▸ Stored dataset items
•••

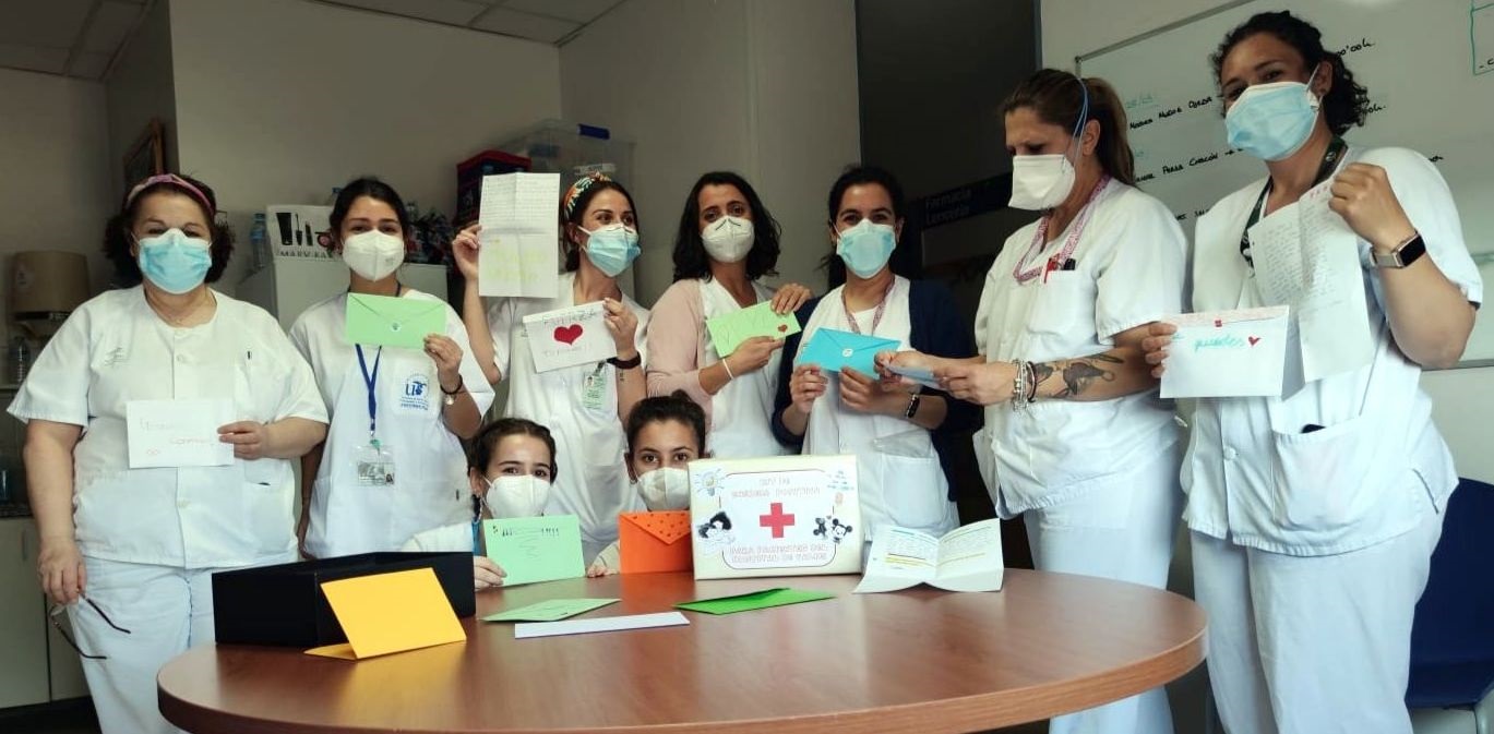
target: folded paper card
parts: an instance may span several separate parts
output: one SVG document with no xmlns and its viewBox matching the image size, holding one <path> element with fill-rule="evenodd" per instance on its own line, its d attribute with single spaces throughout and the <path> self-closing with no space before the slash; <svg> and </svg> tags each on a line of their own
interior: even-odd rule
<svg viewBox="0 0 1494 734">
<path fill-rule="evenodd" d="M 871 542 L 856 594 L 928 583 L 947 591 L 1001 591 L 1001 521 L 955 528 L 944 537 L 883 525 Z"/>
<path fill-rule="evenodd" d="M 751 594 L 738 594 L 735 597 L 686 601 L 683 604 L 675 604 L 674 607 L 686 612 L 704 612 L 707 615 L 734 615 L 737 612 L 802 604 L 805 601 L 823 601 L 828 598 L 835 598 L 835 595 L 825 591 L 763 589 Z"/>
<path fill-rule="evenodd" d="M 762 301 L 732 313 L 705 319 L 716 354 L 726 357 L 751 337 L 784 339 L 799 333 L 799 319 L 793 313 L 777 315 L 771 301 Z"/>
<path fill-rule="evenodd" d="M 484 616 L 484 622 L 559 622 L 560 619 L 584 615 L 593 609 L 616 604 L 616 598 L 551 598 L 536 601 L 518 609 L 509 609 L 496 615 Z"/>
<path fill-rule="evenodd" d="M 350 292 L 345 334 L 350 345 L 424 349 L 426 334 L 447 333 L 447 309 L 424 298 Z"/>
<path fill-rule="evenodd" d="M 696 579 L 861 570 L 856 457 L 696 459 Z"/>
<path fill-rule="evenodd" d="M 503 586 L 586 576 L 575 515 L 483 522 L 487 556 L 503 568 Z"/>
<path fill-rule="evenodd" d="M 602 301 L 593 301 L 524 316 L 535 371 L 595 364 L 617 357 L 617 342 L 613 342 L 613 333 L 607 330 L 605 313 Z"/>
<path fill-rule="evenodd" d="M 617 516 L 622 573 L 690 570 L 690 512 L 624 512 Z"/>
<path fill-rule="evenodd" d="M 321 592 L 348 642 L 312 647 L 306 655 L 363 659 L 466 640 L 430 568 L 326 582 Z"/>
<path fill-rule="evenodd" d="M 1162 371 L 1164 398 L 1277 397 L 1286 364 L 1286 306 L 1183 313 Z"/>
<path fill-rule="evenodd" d="M 850 367 L 862 374 L 875 376 L 877 352 L 898 351 L 901 346 L 896 339 L 822 328 L 799 349 L 799 358 L 793 364 L 817 364 L 825 371 Z"/>
<path fill-rule="evenodd" d="M 653 615 L 602 616 L 595 619 L 566 619 L 563 622 L 523 622 L 514 625 L 514 639 L 553 637 L 557 634 L 617 633 L 623 630 L 650 630 L 654 627 L 678 627 L 690 624 L 678 612 Z"/>
<path fill-rule="evenodd" d="M 131 400 L 124 421 L 130 468 L 233 464 L 233 445 L 218 440 L 236 421 L 232 400 Z"/>
</svg>

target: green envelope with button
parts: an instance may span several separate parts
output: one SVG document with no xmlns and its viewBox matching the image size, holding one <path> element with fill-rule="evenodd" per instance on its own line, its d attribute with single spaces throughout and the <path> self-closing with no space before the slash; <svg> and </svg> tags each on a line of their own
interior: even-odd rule
<svg viewBox="0 0 1494 734">
<path fill-rule="evenodd" d="M 877 352 L 895 352 L 901 346 L 902 342 L 896 339 L 822 328 L 810 337 L 810 343 L 804 345 L 793 364 L 817 364 L 825 371 L 850 367 L 862 374 L 875 376 Z"/>
<path fill-rule="evenodd" d="M 350 292 L 347 321 L 350 345 L 424 349 L 426 334 L 447 333 L 447 304 Z"/>
</svg>

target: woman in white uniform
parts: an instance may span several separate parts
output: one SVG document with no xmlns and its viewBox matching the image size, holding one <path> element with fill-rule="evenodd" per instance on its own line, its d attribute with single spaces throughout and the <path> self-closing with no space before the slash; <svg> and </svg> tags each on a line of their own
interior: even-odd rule
<svg viewBox="0 0 1494 734">
<path fill-rule="evenodd" d="M 1002 104 L 1011 206 L 1043 216 L 1007 239 L 976 315 L 982 357 L 898 355 L 986 406 L 976 458 L 1002 518 L 1022 515 L 1040 570 L 1165 588 L 1182 495 L 1179 431 L 1141 352 L 1183 309 L 1186 240 L 1138 191 L 1126 119 L 1103 79 L 1044 69 Z M 1168 733 L 1158 688 L 1053 733 Z"/>
<path fill-rule="evenodd" d="M 674 240 L 674 285 L 654 303 L 648 324 L 648 394 L 683 389 L 704 410 L 717 458 L 775 457 L 787 449 L 768 427 L 778 392 L 783 339 L 744 340 L 725 360 L 705 321 L 763 301 L 793 313 L 810 289 L 774 292 L 759 282 L 775 275 L 778 222 L 735 173 L 701 176 L 684 201 Z"/>
<path fill-rule="evenodd" d="M 206 285 L 233 252 L 215 209 L 185 176 L 134 186 L 105 254 L 137 285 L 79 306 L 10 404 L 27 424 L 42 588 L 69 612 L 111 734 L 176 731 L 155 673 L 212 643 L 212 571 L 296 558 L 290 459 L 326 433 L 311 368 L 275 318 Z M 131 468 L 127 416 L 146 401 L 232 415 L 217 440 L 233 459 Z"/>
<path fill-rule="evenodd" d="M 633 198 L 607 176 L 578 179 L 560 200 L 565 275 L 554 298 L 493 298 L 483 303 L 477 285 L 478 227 L 457 234 L 453 251 L 466 291 L 462 316 L 472 349 L 489 382 L 508 377 L 503 415 L 550 428 L 560 457 L 545 515 L 575 515 L 590 562 L 617 540 L 617 513 L 639 507 L 627 491 L 623 421 L 645 397 L 639 352 L 648 312 L 623 294 L 617 276 L 638 257 Z M 524 316 L 602 301 L 617 357 L 550 371 L 536 371 Z"/>
<path fill-rule="evenodd" d="M 399 550 L 421 530 L 468 516 L 462 440 L 477 434 L 493 388 L 456 310 L 399 282 L 409 215 L 378 179 L 348 182 L 329 224 L 348 289 L 305 310 L 290 339 L 306 355 L 332 415 L 327 442 L 302 459 L 303 550 L 330 558 Z M 350 345 L 350 294 L 397 297 L 442 312 L 424 349 Z"/>
<path fill-rule="evenodd" d="M 947 288 L 892 273 L 892 251 L 902 233 L 902 186 L 890 173 L 849 169 L 831 188 L 828 209 L 846 283 L 799 309 L 804 333 L 784 346 L 789 357 L 780 367 L 774 436 L 804 454 L 856 455 L 868 543 L 883 524 L 943 534 L 959 525 L 944 437 L 973 427 L 979 419 L 973 406 L 875 374 L 795 363 L 822 328 L 953 358 L 974 355 L 976 345 Z"/>
<path fill-rule="evenodd" d="M 1256 15 L 1213 66 L 1230 145 L 1267 178 L 1198 219 L 1194 310 L 1264 304 L 1249 225 L 1327 185 L 1358 236 L 1373 334 L 1367 364 L 1294 394 L 1198 401 L 1183 519 L 1215 700 L 1234 734 L 1407 734 L 1412 616 L 1457 485 L 1418 383 L 1458 361 L 1482 282 L 1437 169 L 1339 137 L 1369 98 L 1318 28 Z M 1149 360 L 1171 333 L 1153 327 Z"/>
</svg>

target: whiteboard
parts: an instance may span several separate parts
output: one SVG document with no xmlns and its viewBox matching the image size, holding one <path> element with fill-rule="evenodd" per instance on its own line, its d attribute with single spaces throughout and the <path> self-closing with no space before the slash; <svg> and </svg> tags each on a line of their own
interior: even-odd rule
<svg viewBox="0 0 1494 734">
<path fill-rule="evenodd" d="M 1085 76 L 1125 101 L 1141 189 L 1191 230 L 1215 201 L 1265 175 L 1225 143 L 1209 55 L 1224 36 L 1282 3 L 1228 3 L 1082 55 Z M 1452 188 L 1463 236 L 1494 285 L 1494 0 L 1298 0 L 1291 7 L 1342 51 L 1373 112 L 1345 137 L 1422 152 Z M 1494 307 L 1478 321 L 1464 364 L 1494 360 Z"/>
</svg>

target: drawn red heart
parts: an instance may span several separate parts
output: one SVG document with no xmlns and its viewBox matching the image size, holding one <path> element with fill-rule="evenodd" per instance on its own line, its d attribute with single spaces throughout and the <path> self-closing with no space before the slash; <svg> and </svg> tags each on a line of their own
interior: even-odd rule
<svg viewBox="0 0 1494 734">
<path fill-rule="evenodd" d="M 569 327 L 556 327 L 556 342 L 565 342 L 566 345 L 574 345 L 577 339 L 581 339 L 581 325 L 571 324 Z"/>
</svg>

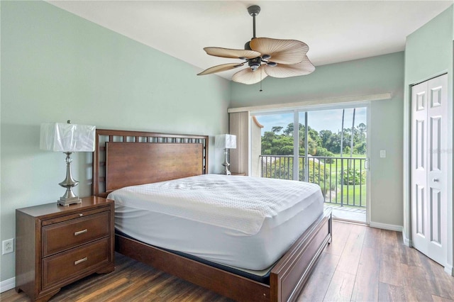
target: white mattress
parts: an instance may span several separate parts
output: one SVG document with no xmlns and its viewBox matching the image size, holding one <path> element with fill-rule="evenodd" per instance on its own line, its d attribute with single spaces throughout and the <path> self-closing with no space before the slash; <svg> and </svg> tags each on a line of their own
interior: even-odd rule
<svg viewBox="0 0 454 302">
<path fill-rule="evenodd" d="M 323 213 L 306 182 L 206 174 L 111 193 L 115 227 L 140 241 L 238 268 L 262 270 Z"/>
</svg>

•••

▸ Work to do
Transcribe everything from the start of the items down to the line containing "602 301 L 593", including that line, without any changes. Omit the pictures from your answer.

▸ Output
target: folded paper card
parts: an instance may span several separate parts
output: one SVG document with no xmlns and its viewBox matching the image size, holding one <path> element with fill-rule="evenodd" per instance on its own line, its d attribute with single spaces throughout and the <path> self-closing with no space before the slash; <svg> and </svg> tags each on a line of their own
interior: even-odd rule
<svg viewBox="0 0 1494 734">
<path fill-rule="evenodd" d="M 871 542 L 856 594 L 928 583 L 947 591 L 1001 591 L 1001 521 L 955 528 L 944 537 L 883 525 Z"/>
<path fill-rule="evenodd" d="M 751 594 L 738 594 L 735 597 L 686 601 L 683 604 L 675 604 L 674 607 L 686 612 L 704 612 L 707 615 L 734 615 L 737 612 L 802 604 L 805 601 L 823 601 L 828 598 L 835 598 L 835 595 L 825 591 L 763 589 Z"/>
<path fill-rule="evenodd" d="M 762 301 L 732 313 L 705 319 L 716 354 L 726 357 L 751 337 L 784 339 L 799 333 L 799 319 L 793 313 L 777 315 L 771 301 Z"/>
<path fill-rule="evenodd" d="M 484 616 L 484 622 L 559 622 L 560 619 L 584 615 L 593 609 L 616 604 L 616 598 L 551 598 L 536 601 L 518 609 L 509 609 L 496 615 Z"/>
<path fill-rule="evenodd" d="M 350 292 L 345 334 L 350 345 L 424 349 L 426 334 L 447 333 L 447 309 L 424 298 Z"/>
<path fill-rule="evenodd" d="M 696 579 L 861 570 L 856 457 L 696 459 Z"/>
<path fill-rule="evenodd" d="M 503 586 L 586 576 L 575 515 L 483 522 L 487 556 L 503 568 Z"/>
<path fill-rule="evenodd" d="M 602 301 L 593 301 L 524 316 L 535 371 L 595 364 L 617 357 L 617 342 L 613 342 L 613 333 L 607 330 L 605 313 Z"/>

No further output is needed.